- Your task -
Print each of the entries exactly, leaving nothing out.

★ ★ ★ ★ ★

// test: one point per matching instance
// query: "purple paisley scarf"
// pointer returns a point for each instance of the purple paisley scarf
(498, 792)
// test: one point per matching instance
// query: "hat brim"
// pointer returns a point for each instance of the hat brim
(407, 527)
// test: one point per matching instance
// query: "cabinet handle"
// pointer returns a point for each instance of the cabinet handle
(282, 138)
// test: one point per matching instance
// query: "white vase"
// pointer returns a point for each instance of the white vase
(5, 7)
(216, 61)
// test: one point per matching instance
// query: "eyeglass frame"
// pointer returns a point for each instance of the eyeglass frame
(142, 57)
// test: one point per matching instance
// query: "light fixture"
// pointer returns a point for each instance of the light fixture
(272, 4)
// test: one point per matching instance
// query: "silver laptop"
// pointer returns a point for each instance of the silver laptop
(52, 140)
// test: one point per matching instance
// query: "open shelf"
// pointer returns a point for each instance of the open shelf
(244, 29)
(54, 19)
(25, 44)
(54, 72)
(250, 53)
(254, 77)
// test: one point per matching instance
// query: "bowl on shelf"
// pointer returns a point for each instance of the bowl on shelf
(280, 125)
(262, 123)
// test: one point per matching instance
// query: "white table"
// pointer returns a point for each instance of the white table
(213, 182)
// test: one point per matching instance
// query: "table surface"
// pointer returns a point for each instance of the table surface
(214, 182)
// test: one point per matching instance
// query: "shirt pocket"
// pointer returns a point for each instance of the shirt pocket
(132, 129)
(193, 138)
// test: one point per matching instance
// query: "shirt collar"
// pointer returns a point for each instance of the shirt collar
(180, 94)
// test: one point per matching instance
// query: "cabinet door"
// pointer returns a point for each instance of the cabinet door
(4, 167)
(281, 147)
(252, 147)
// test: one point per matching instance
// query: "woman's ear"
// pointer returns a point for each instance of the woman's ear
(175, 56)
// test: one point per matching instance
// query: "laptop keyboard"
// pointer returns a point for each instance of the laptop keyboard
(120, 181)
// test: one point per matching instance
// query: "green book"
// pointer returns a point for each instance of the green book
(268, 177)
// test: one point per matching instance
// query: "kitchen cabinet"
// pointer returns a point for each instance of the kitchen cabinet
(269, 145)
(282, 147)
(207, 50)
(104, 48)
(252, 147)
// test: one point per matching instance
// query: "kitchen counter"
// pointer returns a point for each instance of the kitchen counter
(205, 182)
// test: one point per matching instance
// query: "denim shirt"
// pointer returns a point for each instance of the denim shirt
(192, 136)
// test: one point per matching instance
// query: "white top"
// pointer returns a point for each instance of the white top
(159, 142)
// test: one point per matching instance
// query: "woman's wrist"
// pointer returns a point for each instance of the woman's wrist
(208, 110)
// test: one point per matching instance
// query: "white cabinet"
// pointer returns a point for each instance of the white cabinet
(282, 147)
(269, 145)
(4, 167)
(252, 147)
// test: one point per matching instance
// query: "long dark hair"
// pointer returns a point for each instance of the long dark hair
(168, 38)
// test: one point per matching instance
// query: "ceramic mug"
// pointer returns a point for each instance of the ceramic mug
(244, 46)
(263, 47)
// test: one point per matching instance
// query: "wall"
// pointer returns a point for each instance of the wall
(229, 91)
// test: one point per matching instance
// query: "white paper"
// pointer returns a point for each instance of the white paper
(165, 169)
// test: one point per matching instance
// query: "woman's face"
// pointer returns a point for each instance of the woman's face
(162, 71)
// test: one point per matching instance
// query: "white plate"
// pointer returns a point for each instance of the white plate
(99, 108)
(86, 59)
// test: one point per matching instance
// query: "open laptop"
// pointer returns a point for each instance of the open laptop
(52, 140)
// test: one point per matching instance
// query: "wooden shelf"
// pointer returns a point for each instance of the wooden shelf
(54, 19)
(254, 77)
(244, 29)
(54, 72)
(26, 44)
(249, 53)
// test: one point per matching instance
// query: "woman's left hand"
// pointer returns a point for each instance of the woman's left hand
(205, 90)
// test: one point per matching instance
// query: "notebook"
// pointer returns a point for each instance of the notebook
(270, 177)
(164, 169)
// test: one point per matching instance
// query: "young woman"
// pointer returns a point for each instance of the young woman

★ ★ ★ ★ ★

- Problem solution -
// test: one point per matching instance
// query: "purple paisley scarf"
// pointer returns a point for each instance of the purple paisley scarf
(498, 792)
// test: one point per matching instance
// query: "hat brim"
// pointer returns a point for each instance of the hat brim
(407, 527)
// test: one point per matching instance
// query: "cabinet handle"
// pointer returns a point for each instance of the cabinet handle
(282, 138)
// test: one point per matching instance
// query: "white vase"
// pointer returns a point for each instance of the white vase
(5, 7)
(216, 61)
// test: one point per matching instance
// query: "eyeglass frame"
// pointer returns a point for each instance of the eyeglass frame
(142, 57)
// test: one point per matching instance
// query: "light fixture"
// pointer returns a point for each instance of the light fixture
(272, 4)
// test: one point per matching instance
// query: "silver laptop"
// pointer returns a point for each instance of the silver laptop
(52, 140)
// test: one point per matching instance
// query: "open shelf"
// pointer returns a point for each instance of the open shelf
(244, 29)
(54, 19)
(25, 44)
(54, 72)
(250, 53)
(254, 77)
// test: one point per matching instance
// query: "bowl on shelf"
// pointer returns a point for each instance of the bowl on shelf
(280, 125)
(262, 123)
// test: one point per matching instance
// query: "white table"
// pointer returns a point for each instance of the white table
(213, 182)
// test: one point per matching instance
// query: "table surface"
// pointer returns a point for each instance of the table surface
(214, 182)
// test: one point per matching instance
// query: "shirt pocket"
// pointer returns a point for each instance of the shirt pocket
(132, 129)
(193, 138)
// test: one point per matching instance
// query: "shirt collar"
// pointer returns a point for each instance of the shirt collar
(180, 94)
// test: one point per matching instance
// query: "cabinet door"
// pointer returns a point for each instance of the cabinet door
(4, 167)
(281, 147)
(252, 147)
// test: one point per matching instance
// query: "woman's ear"
// pointer returns a point for each instance of the woman's ear
(175, 56)
// test: one point per matching instance
// query: "laptop keyboard"
// pointer returns a point for each instance of the laptop keyboard
(120, 181)
// test: one point per matching instance
// query: "green book"
// pointer returns a point for each instance of the green book
(268, 177)
// test: one point per matching instance
// query: "kitchen cabinet"
// pointer returns a point for each instance of the kitchen cabinet
(269, 145)
(282, 147)
(207, 50)
(104, 48)
(252, 147)
// test: one point per matching instance
// query: "kitchen counter"
// pointer returns a point for each instance of the kitchen counter
(205, 182)
// test: one point per matching instance
// query: "denim shirt"
// pointer returns a point for each instance of the denim shirt
(192, 136)
// test: one point per matching instance
// query: "white top"
// pointer returns a point for each instance of the white top
(159, 142)
// test: one point per matching instance
// query: "woman's wrist"
// pointer returns a point for each instance of the woman's wrist
(208, 110)
// test: one point per matching instance
// query: "white cabinet"
// pointer returns a point for each instance of the white cabinet
(282, 147)
(269, 145)
(4, 167)
(252, 147)
// test: one point per matching instance
// query: "long dark hair"
// pointer returns a point for each instance of the long dark hair
(168, 38)
// test: one point per matching instance
// query: "ceramic mug"
// pointer returns a point for each instance of the ceramic mug
(244, 46)
(263, 47)
// test: one point per matching instance
// query: "wall"
// pointer returns a point for each instance of the wall
(229, 91)
// test: one point per matching instance
// query: "white paper"
// pointer returns a point for each instance of the white paper
(165, 169)
// test: one point per matching instance
// query: "woman's face"
// pointer returns a point for each instance of the woman's face
(162, 71)
// test: one point per matching instance
// query: "white plate"
// pointer returns a point for each instance of the white plate
(99, 108)
(86, 59)
// test: one point per matching instance
// query: "open laptop"
// pointer returns a point for each instance of the open laptop
(52, 140)
// test: one point per matching instance
// query: "wooden shelf"
// pointer returns a point for each instance of the wooden shelf
(54, 19)
(254, 77)
(244, 29)
(54, 72)
(26, 44)
(249, 53)
// test: one point per matching instance
// query: "woman's left hand"
// pointer returns a point for each instance of the woman's left hand
(205, 90)
// test: one point per matching instance
// query: "notebook"
// pointer returns a point for each instance of the notebook
(270, 177)
(164, 169)
// test: one point per matching instance
// query: "young woman"
// pointer returns a point for each instance of the young woman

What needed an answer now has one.